START Records for the exercise

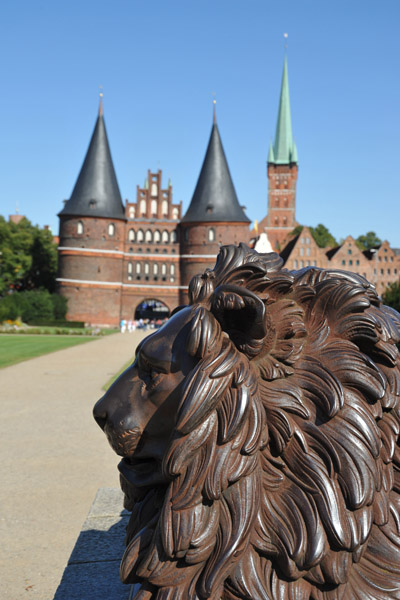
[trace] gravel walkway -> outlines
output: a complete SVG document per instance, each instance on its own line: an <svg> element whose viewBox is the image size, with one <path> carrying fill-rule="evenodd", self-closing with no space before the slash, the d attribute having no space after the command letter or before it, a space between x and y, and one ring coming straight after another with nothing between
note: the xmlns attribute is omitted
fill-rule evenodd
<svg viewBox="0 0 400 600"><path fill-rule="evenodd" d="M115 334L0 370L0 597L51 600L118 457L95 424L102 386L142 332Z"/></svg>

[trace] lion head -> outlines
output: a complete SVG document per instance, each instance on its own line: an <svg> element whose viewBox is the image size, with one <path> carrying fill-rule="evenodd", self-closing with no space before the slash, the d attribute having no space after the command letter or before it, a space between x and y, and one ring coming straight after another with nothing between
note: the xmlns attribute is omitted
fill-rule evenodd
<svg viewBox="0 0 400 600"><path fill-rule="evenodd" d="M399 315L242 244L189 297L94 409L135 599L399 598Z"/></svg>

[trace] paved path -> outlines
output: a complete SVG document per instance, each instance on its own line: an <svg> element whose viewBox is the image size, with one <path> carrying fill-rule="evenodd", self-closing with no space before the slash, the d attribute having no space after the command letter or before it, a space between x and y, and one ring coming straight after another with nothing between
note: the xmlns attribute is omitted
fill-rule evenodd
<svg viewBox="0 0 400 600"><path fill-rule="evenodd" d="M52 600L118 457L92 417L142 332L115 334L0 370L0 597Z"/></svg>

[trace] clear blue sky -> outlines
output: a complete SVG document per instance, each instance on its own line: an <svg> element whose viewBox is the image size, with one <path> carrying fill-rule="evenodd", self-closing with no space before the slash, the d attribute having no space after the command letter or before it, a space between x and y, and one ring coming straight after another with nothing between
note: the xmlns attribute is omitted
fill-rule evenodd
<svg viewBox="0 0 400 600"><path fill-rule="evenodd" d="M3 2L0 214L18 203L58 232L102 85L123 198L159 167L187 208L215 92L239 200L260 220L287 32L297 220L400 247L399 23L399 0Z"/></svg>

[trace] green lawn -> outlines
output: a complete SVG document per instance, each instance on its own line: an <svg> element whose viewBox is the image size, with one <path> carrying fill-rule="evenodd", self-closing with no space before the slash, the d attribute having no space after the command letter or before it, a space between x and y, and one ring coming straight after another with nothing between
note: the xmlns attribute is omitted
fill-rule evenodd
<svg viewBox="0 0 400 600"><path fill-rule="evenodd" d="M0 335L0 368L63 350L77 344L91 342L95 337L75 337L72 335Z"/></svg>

END Records for the exercise

**Problem statement**
For this exercise, output exactly the lines above from the line with "[trace] paved path -> outlines" to the line with "[trace] clear blue sky -> outlines", counting both, and leave out the rest.

**Response**
[trace] paved path -> outlines
output: a complete SVG document per instance, each instance on its own line: an <svg> element whose viewBox is the image size, with one <path> carrying fill-rule="evenodd", self-closing with no space before the slash, the d attribute having no space after the command letter or before it, a space between x and y, and one ring coming straight after another with nothing between
note: the xmlns attribute is omitted
fill-rule evenodd
<svg viewBox="0 0 400 600"><path fill-rule="evenodd" d="M52 600L118 457L92 417L142 332L115 334L0 370L0 597Z"/></svg>

[trace] clear blue sky -> outlines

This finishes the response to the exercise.